- _Action item_:
Only the lines below between the ones containing "Report the position of each instance of the white van" and "Target: distant hill", inclusive, are to be reproduced, each exactly as it stands.

[Point localization data]
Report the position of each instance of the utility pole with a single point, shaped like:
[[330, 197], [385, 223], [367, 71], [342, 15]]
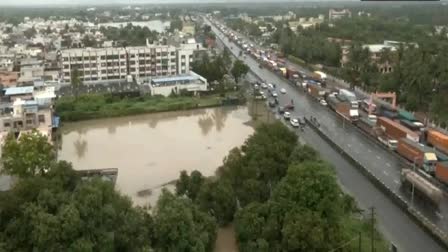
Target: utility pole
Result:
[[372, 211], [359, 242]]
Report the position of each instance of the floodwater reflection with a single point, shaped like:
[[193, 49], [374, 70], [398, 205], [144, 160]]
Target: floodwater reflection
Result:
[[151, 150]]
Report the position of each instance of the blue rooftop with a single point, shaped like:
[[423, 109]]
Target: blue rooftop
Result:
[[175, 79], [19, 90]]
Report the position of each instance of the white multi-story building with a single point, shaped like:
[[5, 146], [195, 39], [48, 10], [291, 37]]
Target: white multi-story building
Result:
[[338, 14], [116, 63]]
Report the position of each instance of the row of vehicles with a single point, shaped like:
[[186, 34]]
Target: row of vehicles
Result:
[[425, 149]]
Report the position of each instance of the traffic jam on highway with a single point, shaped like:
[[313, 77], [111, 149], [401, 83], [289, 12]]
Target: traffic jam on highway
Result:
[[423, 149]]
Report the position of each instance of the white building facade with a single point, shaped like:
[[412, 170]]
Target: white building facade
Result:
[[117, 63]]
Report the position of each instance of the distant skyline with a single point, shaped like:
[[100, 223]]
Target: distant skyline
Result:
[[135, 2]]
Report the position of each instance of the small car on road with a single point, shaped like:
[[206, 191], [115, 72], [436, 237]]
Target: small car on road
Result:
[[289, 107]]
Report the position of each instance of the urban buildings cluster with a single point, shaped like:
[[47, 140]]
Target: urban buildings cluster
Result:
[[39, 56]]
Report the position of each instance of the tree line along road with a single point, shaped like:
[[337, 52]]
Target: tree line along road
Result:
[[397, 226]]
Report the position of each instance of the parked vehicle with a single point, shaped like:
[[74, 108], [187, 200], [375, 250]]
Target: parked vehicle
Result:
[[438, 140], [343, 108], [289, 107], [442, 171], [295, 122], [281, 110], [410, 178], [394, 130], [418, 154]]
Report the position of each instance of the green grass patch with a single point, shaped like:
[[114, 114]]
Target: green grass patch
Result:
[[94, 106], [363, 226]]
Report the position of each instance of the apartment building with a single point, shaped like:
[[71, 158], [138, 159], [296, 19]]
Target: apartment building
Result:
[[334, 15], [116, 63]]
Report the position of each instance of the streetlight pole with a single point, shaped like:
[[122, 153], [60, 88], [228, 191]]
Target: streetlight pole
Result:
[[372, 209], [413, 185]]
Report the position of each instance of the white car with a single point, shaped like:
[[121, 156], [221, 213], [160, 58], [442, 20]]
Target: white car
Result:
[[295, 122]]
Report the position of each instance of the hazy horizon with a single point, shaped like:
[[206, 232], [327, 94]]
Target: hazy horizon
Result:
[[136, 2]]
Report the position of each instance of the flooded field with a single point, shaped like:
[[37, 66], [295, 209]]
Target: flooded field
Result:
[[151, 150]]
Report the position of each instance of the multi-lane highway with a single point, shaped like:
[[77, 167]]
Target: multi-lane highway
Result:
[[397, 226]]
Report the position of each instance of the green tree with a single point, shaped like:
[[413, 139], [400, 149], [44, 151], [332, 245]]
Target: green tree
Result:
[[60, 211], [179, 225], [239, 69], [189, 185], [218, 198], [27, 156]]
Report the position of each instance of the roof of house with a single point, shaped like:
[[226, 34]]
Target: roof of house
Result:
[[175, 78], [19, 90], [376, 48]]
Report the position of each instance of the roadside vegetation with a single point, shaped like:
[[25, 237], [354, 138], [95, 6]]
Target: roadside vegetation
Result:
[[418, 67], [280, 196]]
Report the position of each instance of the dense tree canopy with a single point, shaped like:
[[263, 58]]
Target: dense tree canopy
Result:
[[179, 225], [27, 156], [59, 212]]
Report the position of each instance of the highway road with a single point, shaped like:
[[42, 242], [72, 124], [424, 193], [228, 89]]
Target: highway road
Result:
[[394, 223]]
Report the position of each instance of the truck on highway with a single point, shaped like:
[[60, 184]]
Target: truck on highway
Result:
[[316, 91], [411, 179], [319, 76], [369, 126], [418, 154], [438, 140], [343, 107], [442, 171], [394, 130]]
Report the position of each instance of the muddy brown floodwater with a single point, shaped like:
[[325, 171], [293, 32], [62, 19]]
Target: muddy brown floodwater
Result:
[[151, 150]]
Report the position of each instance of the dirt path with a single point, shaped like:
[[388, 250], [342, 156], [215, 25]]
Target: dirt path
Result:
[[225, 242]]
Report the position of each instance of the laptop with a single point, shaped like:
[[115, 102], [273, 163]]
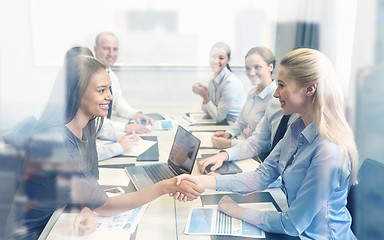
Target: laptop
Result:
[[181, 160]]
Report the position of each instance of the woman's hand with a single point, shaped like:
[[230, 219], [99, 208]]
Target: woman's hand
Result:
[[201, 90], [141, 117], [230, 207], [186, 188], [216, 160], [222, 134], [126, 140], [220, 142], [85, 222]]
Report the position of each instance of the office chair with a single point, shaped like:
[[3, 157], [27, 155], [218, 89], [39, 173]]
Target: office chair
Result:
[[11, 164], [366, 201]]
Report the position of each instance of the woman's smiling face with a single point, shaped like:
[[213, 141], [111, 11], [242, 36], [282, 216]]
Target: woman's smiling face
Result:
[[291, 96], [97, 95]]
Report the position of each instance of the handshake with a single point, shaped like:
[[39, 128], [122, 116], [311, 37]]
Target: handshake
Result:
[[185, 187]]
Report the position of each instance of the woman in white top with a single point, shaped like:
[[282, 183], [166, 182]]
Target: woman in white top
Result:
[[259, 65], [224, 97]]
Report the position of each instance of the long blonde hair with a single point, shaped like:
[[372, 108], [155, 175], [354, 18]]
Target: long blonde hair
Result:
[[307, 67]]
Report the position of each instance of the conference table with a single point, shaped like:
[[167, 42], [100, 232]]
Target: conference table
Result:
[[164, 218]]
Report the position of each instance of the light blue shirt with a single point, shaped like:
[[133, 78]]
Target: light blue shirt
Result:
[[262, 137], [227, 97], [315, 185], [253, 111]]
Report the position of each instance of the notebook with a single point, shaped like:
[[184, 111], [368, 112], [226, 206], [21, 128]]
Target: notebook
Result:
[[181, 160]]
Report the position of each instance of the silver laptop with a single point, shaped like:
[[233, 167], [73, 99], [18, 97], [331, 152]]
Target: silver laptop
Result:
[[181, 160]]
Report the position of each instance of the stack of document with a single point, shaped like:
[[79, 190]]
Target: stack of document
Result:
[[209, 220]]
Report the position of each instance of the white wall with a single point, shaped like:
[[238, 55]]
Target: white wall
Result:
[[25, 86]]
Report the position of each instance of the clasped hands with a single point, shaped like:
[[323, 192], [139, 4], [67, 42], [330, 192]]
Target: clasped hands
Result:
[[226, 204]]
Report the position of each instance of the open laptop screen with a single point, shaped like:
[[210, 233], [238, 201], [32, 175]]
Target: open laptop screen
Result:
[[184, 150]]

--

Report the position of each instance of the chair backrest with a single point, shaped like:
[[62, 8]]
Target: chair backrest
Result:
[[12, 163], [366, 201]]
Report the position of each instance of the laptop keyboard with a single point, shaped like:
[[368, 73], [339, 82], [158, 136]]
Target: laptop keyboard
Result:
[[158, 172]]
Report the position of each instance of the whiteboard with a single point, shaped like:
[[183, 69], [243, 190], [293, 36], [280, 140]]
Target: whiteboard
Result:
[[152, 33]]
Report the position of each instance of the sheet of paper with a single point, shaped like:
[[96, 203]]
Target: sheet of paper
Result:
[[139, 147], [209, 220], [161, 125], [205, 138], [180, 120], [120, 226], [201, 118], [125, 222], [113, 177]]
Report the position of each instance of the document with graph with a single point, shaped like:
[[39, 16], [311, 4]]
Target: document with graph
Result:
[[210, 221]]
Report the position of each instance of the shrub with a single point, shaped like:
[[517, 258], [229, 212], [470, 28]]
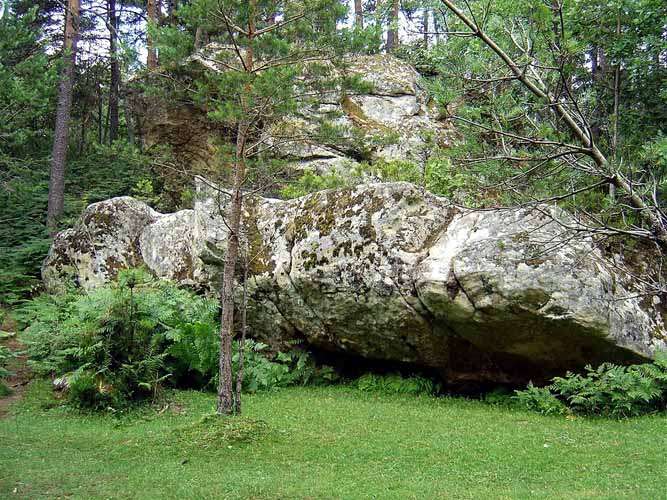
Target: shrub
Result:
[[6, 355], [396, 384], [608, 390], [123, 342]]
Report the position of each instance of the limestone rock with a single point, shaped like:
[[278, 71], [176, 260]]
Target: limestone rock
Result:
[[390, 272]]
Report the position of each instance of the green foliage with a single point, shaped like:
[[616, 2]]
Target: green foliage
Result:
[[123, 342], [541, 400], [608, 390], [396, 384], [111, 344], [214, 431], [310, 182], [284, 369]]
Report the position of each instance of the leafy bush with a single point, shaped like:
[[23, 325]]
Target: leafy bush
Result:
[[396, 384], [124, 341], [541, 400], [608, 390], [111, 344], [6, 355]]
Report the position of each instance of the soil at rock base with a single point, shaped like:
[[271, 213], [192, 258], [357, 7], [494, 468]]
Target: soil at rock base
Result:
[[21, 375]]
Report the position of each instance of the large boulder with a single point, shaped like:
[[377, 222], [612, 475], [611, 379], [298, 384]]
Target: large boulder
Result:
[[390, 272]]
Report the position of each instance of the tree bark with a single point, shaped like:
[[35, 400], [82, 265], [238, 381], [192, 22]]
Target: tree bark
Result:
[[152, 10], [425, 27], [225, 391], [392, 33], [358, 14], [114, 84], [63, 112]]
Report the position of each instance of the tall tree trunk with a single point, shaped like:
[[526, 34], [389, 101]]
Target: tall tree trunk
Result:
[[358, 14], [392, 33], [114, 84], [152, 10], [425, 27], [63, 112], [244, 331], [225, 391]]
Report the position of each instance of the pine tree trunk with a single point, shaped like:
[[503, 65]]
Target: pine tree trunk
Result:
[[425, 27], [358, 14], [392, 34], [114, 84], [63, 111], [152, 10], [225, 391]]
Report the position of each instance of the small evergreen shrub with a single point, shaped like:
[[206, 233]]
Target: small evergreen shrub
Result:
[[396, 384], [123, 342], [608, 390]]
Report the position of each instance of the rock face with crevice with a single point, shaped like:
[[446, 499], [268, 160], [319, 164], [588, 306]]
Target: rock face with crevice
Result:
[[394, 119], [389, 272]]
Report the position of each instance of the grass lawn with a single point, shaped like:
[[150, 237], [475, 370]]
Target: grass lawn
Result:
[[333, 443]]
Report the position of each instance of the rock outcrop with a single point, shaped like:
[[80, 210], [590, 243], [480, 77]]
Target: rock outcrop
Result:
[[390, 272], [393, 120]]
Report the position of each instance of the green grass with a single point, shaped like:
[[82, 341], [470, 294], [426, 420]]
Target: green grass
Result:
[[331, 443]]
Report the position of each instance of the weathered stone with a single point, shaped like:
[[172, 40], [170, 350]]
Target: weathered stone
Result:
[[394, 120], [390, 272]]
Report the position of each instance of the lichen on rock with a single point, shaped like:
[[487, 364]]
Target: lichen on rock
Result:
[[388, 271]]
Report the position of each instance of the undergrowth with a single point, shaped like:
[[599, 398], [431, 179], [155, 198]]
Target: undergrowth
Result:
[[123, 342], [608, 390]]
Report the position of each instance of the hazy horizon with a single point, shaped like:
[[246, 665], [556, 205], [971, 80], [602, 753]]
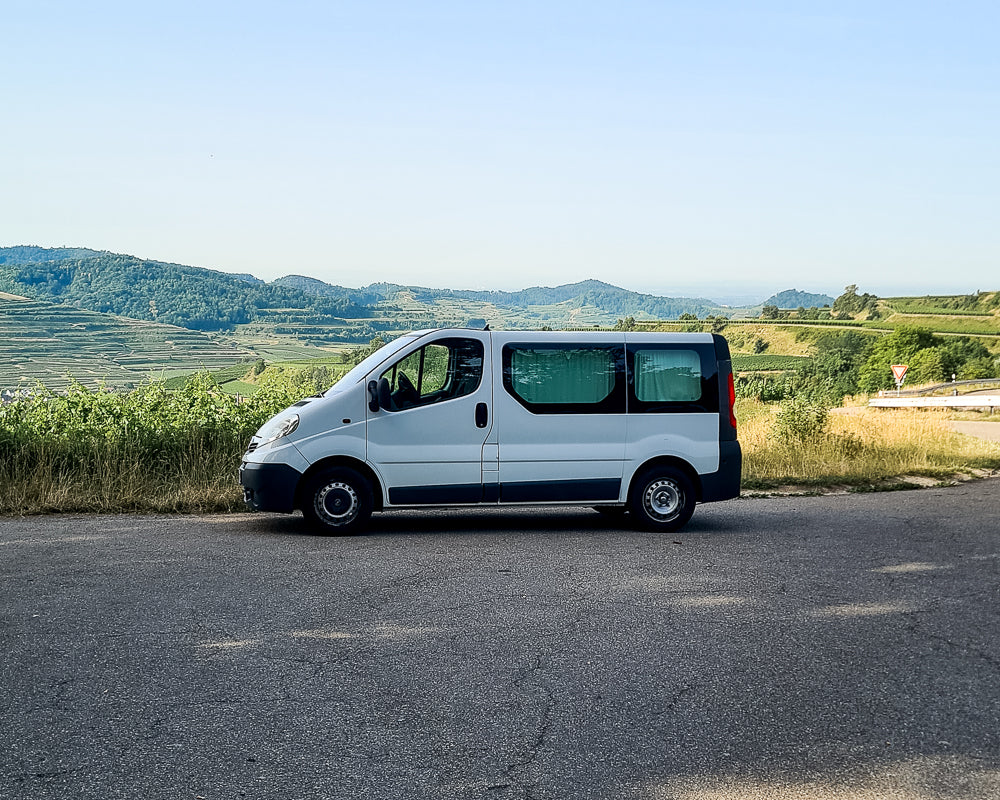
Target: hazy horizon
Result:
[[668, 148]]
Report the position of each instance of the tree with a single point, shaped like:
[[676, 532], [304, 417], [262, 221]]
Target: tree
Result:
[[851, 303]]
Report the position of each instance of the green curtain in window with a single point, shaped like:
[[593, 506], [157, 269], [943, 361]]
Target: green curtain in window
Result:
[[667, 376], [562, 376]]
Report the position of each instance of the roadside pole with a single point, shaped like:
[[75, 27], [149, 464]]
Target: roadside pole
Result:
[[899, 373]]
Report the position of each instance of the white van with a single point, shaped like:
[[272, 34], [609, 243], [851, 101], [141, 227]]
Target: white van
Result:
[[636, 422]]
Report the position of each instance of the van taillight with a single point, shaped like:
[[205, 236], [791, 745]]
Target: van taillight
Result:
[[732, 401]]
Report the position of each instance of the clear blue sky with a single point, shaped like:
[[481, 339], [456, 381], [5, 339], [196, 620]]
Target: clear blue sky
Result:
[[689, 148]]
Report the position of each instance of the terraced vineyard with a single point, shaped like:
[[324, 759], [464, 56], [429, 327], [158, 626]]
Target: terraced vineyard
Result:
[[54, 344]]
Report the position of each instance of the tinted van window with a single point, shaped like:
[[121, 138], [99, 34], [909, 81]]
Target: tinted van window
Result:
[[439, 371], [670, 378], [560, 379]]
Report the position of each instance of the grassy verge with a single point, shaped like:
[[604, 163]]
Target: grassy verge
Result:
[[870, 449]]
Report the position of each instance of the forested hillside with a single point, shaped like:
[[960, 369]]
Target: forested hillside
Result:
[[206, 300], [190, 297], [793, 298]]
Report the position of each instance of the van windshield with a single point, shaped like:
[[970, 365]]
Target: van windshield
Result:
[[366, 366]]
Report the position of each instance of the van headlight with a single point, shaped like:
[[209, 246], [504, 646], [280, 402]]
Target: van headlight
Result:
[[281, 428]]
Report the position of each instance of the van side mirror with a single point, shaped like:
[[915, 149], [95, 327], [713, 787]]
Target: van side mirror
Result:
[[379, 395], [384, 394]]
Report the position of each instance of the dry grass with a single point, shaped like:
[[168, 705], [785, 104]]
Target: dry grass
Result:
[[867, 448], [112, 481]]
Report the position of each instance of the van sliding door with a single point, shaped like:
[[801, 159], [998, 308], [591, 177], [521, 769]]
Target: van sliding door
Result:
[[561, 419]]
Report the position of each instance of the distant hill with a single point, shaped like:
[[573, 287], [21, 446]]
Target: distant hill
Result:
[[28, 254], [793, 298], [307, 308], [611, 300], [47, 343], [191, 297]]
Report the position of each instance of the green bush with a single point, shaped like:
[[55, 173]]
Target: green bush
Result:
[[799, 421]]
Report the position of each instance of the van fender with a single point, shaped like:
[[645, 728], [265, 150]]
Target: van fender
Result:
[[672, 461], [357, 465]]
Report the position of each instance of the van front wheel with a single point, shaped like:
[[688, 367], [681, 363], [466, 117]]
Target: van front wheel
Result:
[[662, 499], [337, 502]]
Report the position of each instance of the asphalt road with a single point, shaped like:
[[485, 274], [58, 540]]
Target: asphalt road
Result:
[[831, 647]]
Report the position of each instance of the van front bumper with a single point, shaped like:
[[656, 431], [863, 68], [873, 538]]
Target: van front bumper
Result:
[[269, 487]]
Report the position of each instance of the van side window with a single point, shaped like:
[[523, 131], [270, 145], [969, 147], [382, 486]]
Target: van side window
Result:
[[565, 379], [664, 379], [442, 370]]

- _Answer section_:
Report the position of each instance of the white van with a single point, shaped like:
[[272, 34], [609, 243], [851, 101], [141, 227]]
Target: white van
Result:
[[636, 422]]
Report the position of each instance of the van taillight with a single point, shaped like:
[[205, 236], [791, 745]]
Target: van taillight
Result:
[[732, 401]]
Report the position of each instance of the clear blue sky with a single point, shaped like:
[[481, 339], [456, 381], [5, 339], [196, 620]]
Target: clear blue sky
Result:
[[689, 148]]
Report the position of each instance of the terraced vineyard with a single point, shaped like:
[[324, 759], [464, 56], [429, 327], [158, 626]]
Target: terraced vineyard
Result:
[[54, 344]]
Report the position of each instance of the tinted van window with a single point, shaped like:
[[121, 138], [99, 34], [909, 81]]
Target: tinted van window
Result:
[[439, 371], [670, 378], [560, 379]]
Report the position of each instance of the grassy verge with a single point, shaped like:
[[604, 163]]
Target: grassy verge
Result:
[[870, 449]]
Report the position of each instance of the forested hillside with a single point, shaped like:
[[960, 369]]
Target: forested hillside
Result:
[[206, 300], [190, 297], [793, 298]]
Report the position of each instance of the van windshield with a single point, shaped like:
[[970, 365]]
Target: van windshield
Result:
[[366, 366]]
Report the position of each instance of the van headlight with a single point, shaped like:
[[209, 246], [504, 646], [280, 402]]
Target: van headlight
Result:
[[281, 428]]
Report the position of each instance of the van side mirror with a single point, shaped like:
[[915, 149], [95, 327], [713, 787]]
Target: van side mirror
Result:
[[379, 395], [384, 394]]
Report the position of each instance of the dry grass with a single point, shaped like:
[[168, 705], [785, 104]]
Target: dry grass
Result:
[[867, 448], [112, 481]]
Report the position of each instance of the van sliding door with a single point, shaped like:
[[801, 159], [998, 308], [591, 177], [521, 769]]
Target: van sliding door
Result:
[[561, 419]]
Report the position of each instance of the distant hill with a single point, shaped like:
[[573, 287], [21, 446]]
Target: distant hill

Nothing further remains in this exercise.